EXCERPTED PASSAGE »
____________

In order to explore the representation potentials and limitations of the empirical models a little more, Figure 6 shows an overview of the uncertainties that are associated with the results obtained by them in the proposed application approach for the different operating conditions that were recorded for the PV modules under study.
As can be seen, the performance of empirical models in the proposed application approach has some well-defined behaviors. For effective irradiance levels that are above 800 W/m², the results that were obtained by all empirical models are of excellent quality, regardless of the operating temperature. For operating conditions outside this effective irradiance range, it is observed that, in general, the uncertainty that is associated with the results obtained by the empirical models increases as the level of effective irradiance and operating temperature of the PV modules decreases concomitantly.
The empirical models that are proposed by Rosell and Ibanez [28] and Driesse and Stein [36] deviate somewhat from this rule, because the uncertainty that is associated with their results increases as the level of effective irradiance decreases, even under conditions of elevated temperature operation of the PV modules.
Nevertheless, the worst quality results that were obtained by the empirical models in the proposed application approach were for operating conditions characterized by effective irradiance levels up to 100 W/m² and/or operating temperatures below 0 °C.
In turn, Figure 7 shows an overview of the uncertainties that are associated with the results that were obtained by the interpolation method that was recommended by IEC 61853-3 for the different operating conditions that were recorded for the PV modules under study.
By comparing the results that are presented in Figure 6 and Figure 7, it is possible to notice that the uncertainties that are associated with the results obtained by the interpolation method recommended by IEC 61853-3 are significantly higher than those verified for the empirical models, in practically all of the ranges of operating conditions. The only exception concerning the empirical model proposed by Rosell and Ibanez [28], which has a lower performance than this method, mainly for low levels of effective irradiance.
On the other hand, Figure 8 shows an overview of the uncertainties that are associated with the results obtained by each empirical model in the conventional application approach for the different operating conditions that are verified for the PV modules under study.

____________

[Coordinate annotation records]
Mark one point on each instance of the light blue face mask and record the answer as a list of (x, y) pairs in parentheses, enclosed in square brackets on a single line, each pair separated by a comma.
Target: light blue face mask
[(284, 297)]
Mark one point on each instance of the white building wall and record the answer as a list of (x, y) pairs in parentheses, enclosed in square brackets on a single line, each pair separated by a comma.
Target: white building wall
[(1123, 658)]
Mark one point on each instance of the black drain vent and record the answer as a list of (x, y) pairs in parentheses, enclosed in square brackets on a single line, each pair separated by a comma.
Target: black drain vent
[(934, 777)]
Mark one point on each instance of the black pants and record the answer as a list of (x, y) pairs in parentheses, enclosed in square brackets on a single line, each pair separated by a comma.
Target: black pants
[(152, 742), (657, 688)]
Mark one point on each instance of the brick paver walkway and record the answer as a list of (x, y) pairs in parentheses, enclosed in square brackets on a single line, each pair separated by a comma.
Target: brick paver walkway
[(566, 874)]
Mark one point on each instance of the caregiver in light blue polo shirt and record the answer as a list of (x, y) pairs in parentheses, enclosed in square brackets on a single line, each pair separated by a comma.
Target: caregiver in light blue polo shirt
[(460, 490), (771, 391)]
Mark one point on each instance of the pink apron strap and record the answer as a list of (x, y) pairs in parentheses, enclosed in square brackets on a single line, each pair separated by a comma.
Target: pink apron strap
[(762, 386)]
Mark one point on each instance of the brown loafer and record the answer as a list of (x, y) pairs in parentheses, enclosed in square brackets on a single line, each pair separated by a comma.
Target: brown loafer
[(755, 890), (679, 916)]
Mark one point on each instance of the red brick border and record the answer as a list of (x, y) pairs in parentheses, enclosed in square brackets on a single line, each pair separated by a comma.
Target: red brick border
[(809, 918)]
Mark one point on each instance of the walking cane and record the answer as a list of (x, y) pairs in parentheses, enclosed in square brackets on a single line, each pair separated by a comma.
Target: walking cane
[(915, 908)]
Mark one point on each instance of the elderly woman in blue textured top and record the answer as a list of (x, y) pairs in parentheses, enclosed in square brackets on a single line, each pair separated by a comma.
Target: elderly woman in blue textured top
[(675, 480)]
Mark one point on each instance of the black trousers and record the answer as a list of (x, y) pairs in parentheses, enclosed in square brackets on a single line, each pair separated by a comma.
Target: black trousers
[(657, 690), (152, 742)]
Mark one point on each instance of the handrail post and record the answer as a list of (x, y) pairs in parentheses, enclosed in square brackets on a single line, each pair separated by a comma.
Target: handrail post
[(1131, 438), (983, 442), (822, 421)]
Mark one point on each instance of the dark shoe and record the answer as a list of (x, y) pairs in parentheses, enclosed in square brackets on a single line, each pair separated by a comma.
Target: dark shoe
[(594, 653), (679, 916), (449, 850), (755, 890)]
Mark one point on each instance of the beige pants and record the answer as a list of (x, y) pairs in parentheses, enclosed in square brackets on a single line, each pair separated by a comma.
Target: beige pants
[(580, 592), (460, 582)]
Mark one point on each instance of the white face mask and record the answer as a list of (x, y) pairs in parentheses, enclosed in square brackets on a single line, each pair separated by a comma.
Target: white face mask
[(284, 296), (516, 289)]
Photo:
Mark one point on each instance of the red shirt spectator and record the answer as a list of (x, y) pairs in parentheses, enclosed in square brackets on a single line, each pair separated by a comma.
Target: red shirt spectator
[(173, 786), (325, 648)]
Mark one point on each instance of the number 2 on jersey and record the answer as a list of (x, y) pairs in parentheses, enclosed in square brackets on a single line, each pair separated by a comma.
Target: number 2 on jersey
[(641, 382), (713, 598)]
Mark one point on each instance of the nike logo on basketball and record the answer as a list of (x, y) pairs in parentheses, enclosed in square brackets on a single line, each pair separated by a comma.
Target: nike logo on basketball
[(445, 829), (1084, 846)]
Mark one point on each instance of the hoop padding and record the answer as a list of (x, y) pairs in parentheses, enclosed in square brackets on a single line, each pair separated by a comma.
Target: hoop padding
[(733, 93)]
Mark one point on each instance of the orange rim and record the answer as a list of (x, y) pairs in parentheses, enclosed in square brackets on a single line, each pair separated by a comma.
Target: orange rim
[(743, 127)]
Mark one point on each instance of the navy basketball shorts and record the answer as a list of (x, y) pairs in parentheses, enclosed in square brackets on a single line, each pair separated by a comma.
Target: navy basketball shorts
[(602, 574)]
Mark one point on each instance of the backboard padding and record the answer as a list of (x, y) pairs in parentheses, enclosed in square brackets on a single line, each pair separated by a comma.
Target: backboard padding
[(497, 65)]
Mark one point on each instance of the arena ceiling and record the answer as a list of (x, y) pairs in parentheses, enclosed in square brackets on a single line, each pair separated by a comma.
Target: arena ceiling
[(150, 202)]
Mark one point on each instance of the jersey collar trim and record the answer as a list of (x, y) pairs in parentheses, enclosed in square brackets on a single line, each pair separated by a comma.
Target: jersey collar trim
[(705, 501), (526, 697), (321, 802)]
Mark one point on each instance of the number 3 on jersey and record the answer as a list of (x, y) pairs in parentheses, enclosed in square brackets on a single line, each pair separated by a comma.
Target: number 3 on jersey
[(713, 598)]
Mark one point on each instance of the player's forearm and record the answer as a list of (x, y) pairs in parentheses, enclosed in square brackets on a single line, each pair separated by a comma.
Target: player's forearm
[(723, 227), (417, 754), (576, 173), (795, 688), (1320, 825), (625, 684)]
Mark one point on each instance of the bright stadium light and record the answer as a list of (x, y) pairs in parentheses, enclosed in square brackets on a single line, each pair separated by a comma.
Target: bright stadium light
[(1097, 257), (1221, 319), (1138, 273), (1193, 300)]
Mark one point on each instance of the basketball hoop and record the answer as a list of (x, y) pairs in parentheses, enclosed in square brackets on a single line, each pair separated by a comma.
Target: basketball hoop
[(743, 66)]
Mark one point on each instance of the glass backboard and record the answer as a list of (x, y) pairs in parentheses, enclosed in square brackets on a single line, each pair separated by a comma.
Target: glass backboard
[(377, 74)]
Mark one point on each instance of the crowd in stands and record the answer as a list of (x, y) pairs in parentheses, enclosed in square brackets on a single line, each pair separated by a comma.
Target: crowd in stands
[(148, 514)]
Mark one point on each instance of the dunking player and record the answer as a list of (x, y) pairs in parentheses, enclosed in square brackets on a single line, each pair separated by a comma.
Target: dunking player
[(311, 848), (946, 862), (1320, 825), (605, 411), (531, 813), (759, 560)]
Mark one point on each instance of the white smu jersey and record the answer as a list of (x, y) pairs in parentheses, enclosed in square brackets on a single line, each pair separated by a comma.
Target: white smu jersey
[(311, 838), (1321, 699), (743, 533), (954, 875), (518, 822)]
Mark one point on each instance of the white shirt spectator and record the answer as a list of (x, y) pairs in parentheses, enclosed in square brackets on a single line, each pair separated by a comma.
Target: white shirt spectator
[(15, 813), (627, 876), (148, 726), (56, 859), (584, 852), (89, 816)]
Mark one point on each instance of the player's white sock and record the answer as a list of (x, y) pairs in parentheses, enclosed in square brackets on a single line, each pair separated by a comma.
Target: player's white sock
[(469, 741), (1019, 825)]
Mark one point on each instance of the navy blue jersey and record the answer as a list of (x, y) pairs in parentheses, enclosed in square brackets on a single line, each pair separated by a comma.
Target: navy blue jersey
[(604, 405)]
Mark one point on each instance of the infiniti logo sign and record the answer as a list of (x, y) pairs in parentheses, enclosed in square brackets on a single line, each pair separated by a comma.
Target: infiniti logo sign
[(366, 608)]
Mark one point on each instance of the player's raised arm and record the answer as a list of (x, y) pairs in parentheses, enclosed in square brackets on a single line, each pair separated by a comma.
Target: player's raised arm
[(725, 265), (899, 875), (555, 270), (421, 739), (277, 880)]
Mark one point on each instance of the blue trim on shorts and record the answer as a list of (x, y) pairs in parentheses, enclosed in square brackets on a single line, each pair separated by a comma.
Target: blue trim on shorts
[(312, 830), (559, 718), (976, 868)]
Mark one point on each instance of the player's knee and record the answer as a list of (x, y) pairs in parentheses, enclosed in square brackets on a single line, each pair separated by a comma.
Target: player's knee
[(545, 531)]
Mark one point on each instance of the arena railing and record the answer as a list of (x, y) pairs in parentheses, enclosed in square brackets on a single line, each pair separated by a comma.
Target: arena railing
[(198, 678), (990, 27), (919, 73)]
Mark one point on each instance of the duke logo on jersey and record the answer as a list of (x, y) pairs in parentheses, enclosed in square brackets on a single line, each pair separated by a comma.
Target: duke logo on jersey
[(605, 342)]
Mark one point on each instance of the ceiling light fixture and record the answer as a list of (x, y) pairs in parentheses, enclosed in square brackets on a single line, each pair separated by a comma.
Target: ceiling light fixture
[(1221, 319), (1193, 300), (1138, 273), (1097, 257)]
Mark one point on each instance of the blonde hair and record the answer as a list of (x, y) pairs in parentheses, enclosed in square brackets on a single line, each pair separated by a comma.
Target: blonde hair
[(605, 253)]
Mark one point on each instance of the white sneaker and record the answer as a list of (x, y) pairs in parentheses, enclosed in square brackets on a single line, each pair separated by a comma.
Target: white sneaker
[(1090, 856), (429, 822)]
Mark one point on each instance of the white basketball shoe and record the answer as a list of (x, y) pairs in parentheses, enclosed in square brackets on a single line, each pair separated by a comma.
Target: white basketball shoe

____________

REQUIRED TASKS »
a - In the passage on PV model uncertainties, can you transcribe the text from "The empirical models that" to "the PV modules."?
b - Does each statement agree with the passage on PV model uncertainties? Answer yes or no for each, and quote the words that decide it.
(i) At effective irradiance above 800 W/m², all empirical models gave excellent results whatever the operating temperature.
(ii) The interpolation method recommended by IEC 61853-3 showed lower uncertainties than the empirical models in nearly all ranges of operating conditions.
(iii) The empirical models did worst at effective irradiance up to 100 W/m² and/or operating temperatures below 0 °C.

OUTPUTS IN ORDER »
a -
The empirical models that are proposed by Rosell and Ibanez [28] and Driesse and Stein [36] deviate somewhat from this rule, because the uncertainty that is associated with their results increases as the level of effective irradiance decreases, even under conditions of elevated temperature operation of the PV modules.

b -
(i) Yes: "For effective irradiance levels that are above 800 W/m², the results that were obtained by all empirical models are of excellent quality, regardless of the operating temperature."
(ii) No: "the uncertainties that are associated with the results obtained by the interpolation method recommended by IEC 61853-3 are significantly higher than those verified for the empirical models, in practically all of the ranges of operating conditions."
(iii) Yes: "the worst quality results that were obtained by the empirical models in the proposed application approach were for operating conditions characterized by effective irradiance levels up to 100 W/m² and/or operating temperatures below 0 °C."